[Records of labeled points]
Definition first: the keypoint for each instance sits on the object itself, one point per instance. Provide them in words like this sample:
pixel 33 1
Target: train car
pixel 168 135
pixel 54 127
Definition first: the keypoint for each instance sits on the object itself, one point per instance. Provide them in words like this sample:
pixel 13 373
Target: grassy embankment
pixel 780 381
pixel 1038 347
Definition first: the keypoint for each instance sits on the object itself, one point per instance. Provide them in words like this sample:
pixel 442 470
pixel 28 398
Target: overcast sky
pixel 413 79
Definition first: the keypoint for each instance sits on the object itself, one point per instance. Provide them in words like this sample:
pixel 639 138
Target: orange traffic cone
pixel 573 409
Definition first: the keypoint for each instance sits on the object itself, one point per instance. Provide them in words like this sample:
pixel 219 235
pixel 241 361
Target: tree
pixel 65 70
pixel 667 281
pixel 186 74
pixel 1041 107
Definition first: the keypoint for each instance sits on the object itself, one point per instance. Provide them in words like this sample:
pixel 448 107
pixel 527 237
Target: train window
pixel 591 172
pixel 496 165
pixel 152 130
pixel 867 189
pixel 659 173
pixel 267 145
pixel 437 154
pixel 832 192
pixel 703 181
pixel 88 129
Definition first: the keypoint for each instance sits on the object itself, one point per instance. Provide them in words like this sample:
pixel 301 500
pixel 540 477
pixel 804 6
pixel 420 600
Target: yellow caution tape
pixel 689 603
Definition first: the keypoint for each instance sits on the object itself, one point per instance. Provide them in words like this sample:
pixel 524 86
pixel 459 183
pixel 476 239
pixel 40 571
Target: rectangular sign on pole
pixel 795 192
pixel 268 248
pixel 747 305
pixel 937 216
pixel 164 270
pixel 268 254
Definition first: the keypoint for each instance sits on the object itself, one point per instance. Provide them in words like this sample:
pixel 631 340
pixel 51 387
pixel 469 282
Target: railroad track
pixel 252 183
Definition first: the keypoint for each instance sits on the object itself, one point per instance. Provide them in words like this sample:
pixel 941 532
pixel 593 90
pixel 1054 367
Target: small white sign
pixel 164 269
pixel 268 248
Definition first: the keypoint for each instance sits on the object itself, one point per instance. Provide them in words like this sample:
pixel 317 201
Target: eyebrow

#### Exercise:
Reproduce every item above word for word, keeping the original order.

#### Completed task:
Definition first: the keypoint for each instance sits on the object itself, one point per instance. Provide them in words like this sample:
pixel 33 1
Target: train car
pixel 168 135
pixel 54 127
Definition first: the keypoint for each instance sits on the object itself, one point per instance. Provide them in words like this sample:
pixel 13 373
Target: grassy embankment
pixel 780 381
pixel 1038 347
Definition first: the keypoint for each instance sits on the object itself, one point per instance. Provide them in words like this sample:
pixel 442 470
pixel 28 398
Target: overcast sky
pixel 413 79
Definition first: the keypoint for each instance sits on the object itself, one point per instance. Provide them in words like this sample:
pixel 639 138
Target: orange traffic cone
pixel 573 409
Definition first: the keypoint for each instance sits on the object itself, one point per instance. Provide them in words like this sample:
pixel 219 235
pixel 241 361
Target: tree
pixel 65 70
pixel 667 281
pixel 186 74
pixel 1041 107
Definition first: the keypoint for each instance sits on the object itself, one point per instance. Provide them in words like this sample:
pixel 448 107
pixel 527 237
Target: train window
pixel 591 172
pixel 496 165
pixel 152 130
pixel 867 189
pixel 659 173
pixel 267 145
pixel 437 154
pixel 832 192
pixel 703 181
pixel 88 129
Definition first: the keypoint for each instance sits on the object itself, one point per instance. Provide them in words like this sample:
pixel 301 500
pixel 540 477
pixel 804 6
pixel 420 600
Target: yellow caution tape
pixel 689 603
Definition first: the keypoint for each instance sits on the object itself, one point per instance. Provide them in words like this sample:
pixel 524 86
pixel 459 183
pixel 476 239
pixel 40 571
Target: rectangular sign on pole
pixel 795 192
pixel 268 248
pixel 747 305
pixel 937 216
pixel 164 270
pixel 268 254
Definition first: the keypoint for each instance sits on the object itself, one point per instance. Provide them in words like this sample:
pixel 631 340
pixel 51 387
pixel 469 282
Target: railroad track
pixel 252 183
Definition first: the keypoint for each instance sits on the object itself, one point per instance. Provide them in words like this sample:
pixel 941 532
pixel 593 90
pixel 1054 367
Target: small white sign
pixel 164 269
pixel 268 248
Definition first: the keypoint for each instance sits on the object itself, one point per instance. Provide them in words like this sample:
pixel 317 201
Target: eyebrow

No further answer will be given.